_SHORT EXERCISE_
Copy these lines word for word.

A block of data

>> BEGIN

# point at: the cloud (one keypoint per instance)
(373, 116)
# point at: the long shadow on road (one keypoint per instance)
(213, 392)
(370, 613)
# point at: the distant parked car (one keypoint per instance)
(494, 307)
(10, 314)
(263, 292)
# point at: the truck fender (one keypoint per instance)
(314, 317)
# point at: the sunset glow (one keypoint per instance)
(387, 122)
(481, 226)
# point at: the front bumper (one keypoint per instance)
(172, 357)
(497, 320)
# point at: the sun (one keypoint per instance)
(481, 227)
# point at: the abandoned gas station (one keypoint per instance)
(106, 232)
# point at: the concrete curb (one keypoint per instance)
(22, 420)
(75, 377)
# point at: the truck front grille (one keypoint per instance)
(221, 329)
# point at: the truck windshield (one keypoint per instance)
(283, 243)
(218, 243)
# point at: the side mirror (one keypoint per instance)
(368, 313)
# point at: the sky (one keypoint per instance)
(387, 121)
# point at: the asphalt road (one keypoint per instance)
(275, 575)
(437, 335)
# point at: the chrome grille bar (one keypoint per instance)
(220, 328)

>> END

_RESULT OF THE EXERCISE_
# point at: the cloud (one keypoint per instance)
(373, 116)
# point at: the long shadow on road (one keypoint per instance)
(213, 392)
(370, 613)
# point at: the distant parked car (one keypoint per instance)
(494, 307)
(10, 314)
(263, 292)
# point at: the truck fender (one keypoint per instance)
(314, 317)
# point at: the sunset glow (one keypoint per instance)
(387, 122)
(481, 226)
# point at: the front bumper (one keypoint per instance)
(172, 357)
(497, 320)
# point at: the sun (one keypoint per instance)
(481, 227)
# point at: the abandoned gas station (one keypoint per instance)
(106, 232)
# point at: the concrete curb (one keypoint per instance)
(22, 420)
(75, 377)
# point at: the truck front grille (one keypoint per instance)
(221, 329)
# point at: the truck windshield (one keypoint per instance)
(283, 243)
(218, 243)
# point at: the side mirror (one keypoint per instance)
(368, 313)
# point at: the sky (one keypoint per instance)
(387, 121)
# point at: the asphalt road (one keypoint per instance)
(275, 575)
(437, 335)
# point at: the chrome grille bar (one keypoint per instance)
(220, 328)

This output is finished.